EXCERPTED PASSAGE >>
Another way to interpret this sequence is a(n) = smallest k with 
floor(sigma(k^k)/(k^k)) = n.

Now, if the prime factorization of k is PROD(p^e), then sigma(k^k)/(k^k) = 
PROD((p^(ek+1)-1)/(p-1))/PROD(p^ek) = PROD((p-p^(-ek))/(p-1)).  Note that 
for every moderate k, p^(-ek) < 2^(-ek) will be very small.  This means that 
(p-p^(-ek))/(p-1) is slightly smaller than p/(p-1), so that 
PROD((p-p^(-ek))/(p-1)) is slightly smaller than PROD(p/(p-1)) = k/phi(k). 
That is, sigma(k^k)/(k^k) = k/phi(k)-e where e >= 0 is a small epsilon (e = 
0 only when k = 1).

In fact, we can show that e < 1/k <= 1/phi(k) (Handwaving admittedly, but 
true handwaving).  This means that unless k/phi(k) is an integer, k/phi(k)-e 
 > k/phi(k)-1/phi(k) giving floor(sigma(k^k)/(k^k)) = floor(k/phi(k)-e) = 
floor(k/phi(k)).  If k/phi(k) is an integer, then either k = 1, in which 
case e = 0 and floor(sigma(k^k)/(k^k)) = floor(k/phi(k)-e) = 
floor(k/phi(k)); or else k is of the form 2^x*3^y with x >= 1 and y >= 0, in 
which case e > 0 and floor(sigma(k^k)/(k^k)) = floor(k/phi(k)-e) = 
floor(k/phi(k))-1, since k/phi(k)-e is slightly less than the integer 
k/phi(k).

Now let's consider when floor(k/phi(k)) reaches a new maximum.  If k = 
PROD(p^e), then k' = PROD(p) <= k with k'/phi(k') = k/phi(k).  Thus k/phi(k)

WHAT IS NEEDED >> Continue the number-theory passage on floor(sigma(k^k)/(k^k)) and k/phi(k) from the point where it stops.

Pointing dataset records >>

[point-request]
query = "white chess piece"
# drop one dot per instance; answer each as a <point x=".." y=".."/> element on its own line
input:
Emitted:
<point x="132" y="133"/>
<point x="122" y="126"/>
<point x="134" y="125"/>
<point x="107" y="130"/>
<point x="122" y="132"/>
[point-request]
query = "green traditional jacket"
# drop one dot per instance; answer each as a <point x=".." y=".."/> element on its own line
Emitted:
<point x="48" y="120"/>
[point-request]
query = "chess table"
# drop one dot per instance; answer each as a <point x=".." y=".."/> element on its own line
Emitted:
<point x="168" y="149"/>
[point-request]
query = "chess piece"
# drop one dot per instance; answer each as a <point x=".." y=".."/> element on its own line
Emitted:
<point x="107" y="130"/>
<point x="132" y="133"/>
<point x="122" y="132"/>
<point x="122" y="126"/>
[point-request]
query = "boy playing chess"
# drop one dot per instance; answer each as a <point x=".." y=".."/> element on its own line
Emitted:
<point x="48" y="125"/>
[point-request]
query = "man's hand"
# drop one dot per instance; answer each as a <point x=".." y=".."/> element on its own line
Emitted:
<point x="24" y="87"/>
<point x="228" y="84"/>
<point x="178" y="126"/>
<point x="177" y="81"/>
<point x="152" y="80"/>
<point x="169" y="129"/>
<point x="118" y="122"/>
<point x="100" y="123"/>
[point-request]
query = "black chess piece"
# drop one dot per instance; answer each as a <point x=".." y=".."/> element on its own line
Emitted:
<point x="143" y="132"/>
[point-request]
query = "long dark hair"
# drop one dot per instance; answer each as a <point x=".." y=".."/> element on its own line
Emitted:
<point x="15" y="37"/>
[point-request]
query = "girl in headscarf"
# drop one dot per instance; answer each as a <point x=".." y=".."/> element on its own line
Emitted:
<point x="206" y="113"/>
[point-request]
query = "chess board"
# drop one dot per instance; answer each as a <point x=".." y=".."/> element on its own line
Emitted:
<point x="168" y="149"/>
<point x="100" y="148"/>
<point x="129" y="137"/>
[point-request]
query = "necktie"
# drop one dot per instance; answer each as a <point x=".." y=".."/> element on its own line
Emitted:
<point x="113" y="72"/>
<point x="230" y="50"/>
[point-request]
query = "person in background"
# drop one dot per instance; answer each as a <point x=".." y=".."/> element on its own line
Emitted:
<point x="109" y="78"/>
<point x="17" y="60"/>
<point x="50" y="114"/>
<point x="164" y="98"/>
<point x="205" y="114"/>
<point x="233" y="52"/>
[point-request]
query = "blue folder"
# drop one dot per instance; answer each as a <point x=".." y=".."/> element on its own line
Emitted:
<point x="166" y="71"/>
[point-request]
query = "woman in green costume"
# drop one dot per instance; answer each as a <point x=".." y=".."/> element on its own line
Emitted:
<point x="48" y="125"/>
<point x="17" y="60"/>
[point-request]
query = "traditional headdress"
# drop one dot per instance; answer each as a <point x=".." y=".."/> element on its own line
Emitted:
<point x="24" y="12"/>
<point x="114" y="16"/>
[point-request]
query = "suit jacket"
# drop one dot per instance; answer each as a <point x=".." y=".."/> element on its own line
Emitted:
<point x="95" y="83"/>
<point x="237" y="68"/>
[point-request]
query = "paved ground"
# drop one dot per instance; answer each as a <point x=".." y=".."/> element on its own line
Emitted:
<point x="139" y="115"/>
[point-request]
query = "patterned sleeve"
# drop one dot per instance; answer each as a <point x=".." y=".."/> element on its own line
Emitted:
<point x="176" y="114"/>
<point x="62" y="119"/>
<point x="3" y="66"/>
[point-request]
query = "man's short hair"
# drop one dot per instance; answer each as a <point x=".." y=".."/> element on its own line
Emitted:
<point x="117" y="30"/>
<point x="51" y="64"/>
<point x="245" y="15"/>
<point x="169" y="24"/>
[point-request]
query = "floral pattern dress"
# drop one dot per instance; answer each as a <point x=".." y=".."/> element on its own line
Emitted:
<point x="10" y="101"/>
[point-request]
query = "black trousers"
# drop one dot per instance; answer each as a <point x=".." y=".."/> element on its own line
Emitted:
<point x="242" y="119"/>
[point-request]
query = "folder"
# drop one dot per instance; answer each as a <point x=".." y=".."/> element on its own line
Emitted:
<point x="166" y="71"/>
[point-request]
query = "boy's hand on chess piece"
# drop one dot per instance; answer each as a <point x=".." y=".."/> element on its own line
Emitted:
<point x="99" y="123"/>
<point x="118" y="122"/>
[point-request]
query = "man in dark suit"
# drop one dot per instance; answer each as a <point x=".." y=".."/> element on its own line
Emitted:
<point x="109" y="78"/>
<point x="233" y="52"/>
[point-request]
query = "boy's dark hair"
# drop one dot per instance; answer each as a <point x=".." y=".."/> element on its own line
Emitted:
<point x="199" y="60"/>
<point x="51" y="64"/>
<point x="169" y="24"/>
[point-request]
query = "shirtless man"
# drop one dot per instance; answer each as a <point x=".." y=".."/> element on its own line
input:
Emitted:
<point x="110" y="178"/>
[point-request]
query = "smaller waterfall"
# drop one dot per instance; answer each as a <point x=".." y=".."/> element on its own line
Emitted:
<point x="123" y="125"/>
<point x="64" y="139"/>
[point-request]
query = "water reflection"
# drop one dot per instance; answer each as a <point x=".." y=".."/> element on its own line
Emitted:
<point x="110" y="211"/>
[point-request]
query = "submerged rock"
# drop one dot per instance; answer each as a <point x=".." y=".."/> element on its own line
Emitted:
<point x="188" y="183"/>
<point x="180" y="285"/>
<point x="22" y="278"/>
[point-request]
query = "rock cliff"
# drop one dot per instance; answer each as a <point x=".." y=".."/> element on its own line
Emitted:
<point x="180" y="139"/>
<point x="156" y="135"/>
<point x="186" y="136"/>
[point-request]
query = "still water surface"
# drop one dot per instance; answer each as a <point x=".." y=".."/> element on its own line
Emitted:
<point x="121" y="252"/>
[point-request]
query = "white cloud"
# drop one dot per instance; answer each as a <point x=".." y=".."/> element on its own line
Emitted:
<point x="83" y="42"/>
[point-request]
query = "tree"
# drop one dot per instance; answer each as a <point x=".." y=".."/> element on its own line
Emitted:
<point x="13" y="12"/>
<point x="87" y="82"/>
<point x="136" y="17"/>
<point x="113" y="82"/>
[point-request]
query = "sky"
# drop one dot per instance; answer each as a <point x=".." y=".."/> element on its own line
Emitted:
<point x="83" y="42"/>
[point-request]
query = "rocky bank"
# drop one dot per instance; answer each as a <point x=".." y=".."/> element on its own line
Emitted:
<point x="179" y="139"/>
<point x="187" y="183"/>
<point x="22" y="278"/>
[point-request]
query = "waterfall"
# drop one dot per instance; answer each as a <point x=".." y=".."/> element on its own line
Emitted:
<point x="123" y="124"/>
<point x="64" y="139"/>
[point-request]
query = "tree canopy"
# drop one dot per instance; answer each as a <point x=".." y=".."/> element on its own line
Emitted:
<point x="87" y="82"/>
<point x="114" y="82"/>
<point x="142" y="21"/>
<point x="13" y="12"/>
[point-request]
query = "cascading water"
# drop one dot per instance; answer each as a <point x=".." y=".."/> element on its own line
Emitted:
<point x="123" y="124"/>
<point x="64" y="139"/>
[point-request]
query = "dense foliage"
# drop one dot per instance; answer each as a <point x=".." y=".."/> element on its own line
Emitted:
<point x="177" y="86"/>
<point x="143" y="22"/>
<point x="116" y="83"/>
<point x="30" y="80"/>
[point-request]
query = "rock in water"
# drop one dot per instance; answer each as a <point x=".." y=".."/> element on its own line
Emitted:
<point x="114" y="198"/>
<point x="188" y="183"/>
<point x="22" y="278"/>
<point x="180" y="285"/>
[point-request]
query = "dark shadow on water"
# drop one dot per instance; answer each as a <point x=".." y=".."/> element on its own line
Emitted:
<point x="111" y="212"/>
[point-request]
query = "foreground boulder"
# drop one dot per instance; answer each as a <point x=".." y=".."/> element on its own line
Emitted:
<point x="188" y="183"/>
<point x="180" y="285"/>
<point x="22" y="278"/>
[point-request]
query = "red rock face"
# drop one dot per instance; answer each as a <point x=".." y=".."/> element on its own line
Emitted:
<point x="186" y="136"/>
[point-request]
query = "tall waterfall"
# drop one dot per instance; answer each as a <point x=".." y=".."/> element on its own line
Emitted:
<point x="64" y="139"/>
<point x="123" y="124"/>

REPLY >>
achieves a new maximum only for k a product of distinct primes (squarefree 
k).  Also, if k is the product of x >= 1 distinct primes, k/phi(k) is 
maximized when k is as small as possible, that is when k = p(x)#.  Hence 
k/phi(k) reaches a new maximum only when k is a primorial number.  This in 
turn implies that floor(k/phi(k)) reaches a new maximum only when k is a 
primorial number, however, we can show computationally that floor(k/phi(k)) 
does not achieve a new maximum for every primorial, but only for certain 
ones.

Now here comes the handwaving.  I claim that sigma(k^k)/(k^k) is close 
enough to k/phi(k) that floor(sigma(k^k)/(k^k)) can achieve a new maximum 
only when floor(k/phi(k)) does, that is, only when k is a primorial number.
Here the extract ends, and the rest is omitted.